-- Task objective --
Set down word for word the part of the Pulp passage that begins at the words "This remarkable book" and stops after "than it is.".

-- Passage --
******************************

In 1955, eighteen-year-old Janet Jones keeps the love she shares with her best friend Marie a secret. It’s not easy being gay in Washington, DC, in the age of McCarthyism, but when she discovers a series of books about women falling in love with other women, it awakens something in Janet. As she juggles a romance she must keep hidden and a newfound ambition to write and publish her own story, she risks exposing herself—and Marie—to a danger all too real.

Sixty-two years later, Abby Zimet can’t stop thinking about her senior project and its subject—classic 1950s lesbian pulp fiction. Between the pages of her favorite book, the stresses of Abby’s own life are lost to the fictional hopes, desires and tragedies of the characters she’s reading about. She feels especially connected to one author, a woman who wrote under the pseudonym “Marian Love,” and becomes determined to track her down and discover her true identity.

In this novel told in dual narratives, New York Times bestselling author Robin Talley weaves together the lives of two young women connected across generations through the power of words. A stunning story of bravery, love, how far we’ve come and how much farther we have to go.

This remarkable book pulls off the tricky feat of making us care about characters in two separate narratives, with neither one feeling like filler or killing time before returning to the important part of the story.

In Pulp, we follow a contemporary storyline about a high school senior, Abby, who is out and proud and very matter-of-fact about how diverse and free her world is. Most of her friends fall somewhere within the queer rainbow, gay, bi, non-binary, and various permutations of all sorts. And it’s all good. Abby is part of a close-knit group of friends who delight in being politically active, attending rallies, fighting for justice, and making demands for society to be better than it is.

Abby’s life is not perfect, though. She still pines for her ex-girlfriend Linh, she’s stuck on her senior project, and her parents are doing a lousy job of hiding their inability to tolerate one another. She chooses the topic of her senior project at the last possible second, deciding to study lesbian pulp fiction of the 1950s and write her own version of these novels, inverting the tropes that were mandatory in the genre.

In the historical timeline, we meet Janet Jones, also a high school senior, whose life is highly regimented by her overly protective and rigid parents and their world of country clubs and social correctness. Janet stumbles across a lesbian pulp paperback, reads it, and realizes that these unnamed feelings of hers are actually shared by other people. She becomes desperate to connect with the author of one of these books, and at the same time, realizes that her feelings toward her best friend Marie are much more than just friendship.

******************************

-- Collected data --
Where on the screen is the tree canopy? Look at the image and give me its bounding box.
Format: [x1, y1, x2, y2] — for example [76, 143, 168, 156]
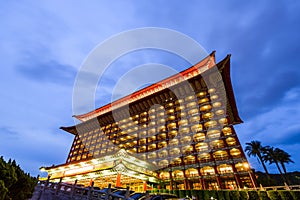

******************************

-- Response box --
This remarkable book pulls off the tricky feat of making us care about characters in two separate narratives, with neither one feeling like filler or killing time before returning to the important part of the story.

In Pulp, we follow a contemporary storyline about a high school senior, Abby, who is out and proud and very matter-of-fact about how diverse and free her world is. Most of her friends fall somewhere within the queer rainbow, gay, bi, non-binary, and various permutations of all sorts. And it’s all good. Abby is part of a close-knit group of friends who delight in being politically active, attending rallies, fighting for justice, and making demands for society to be better than it is.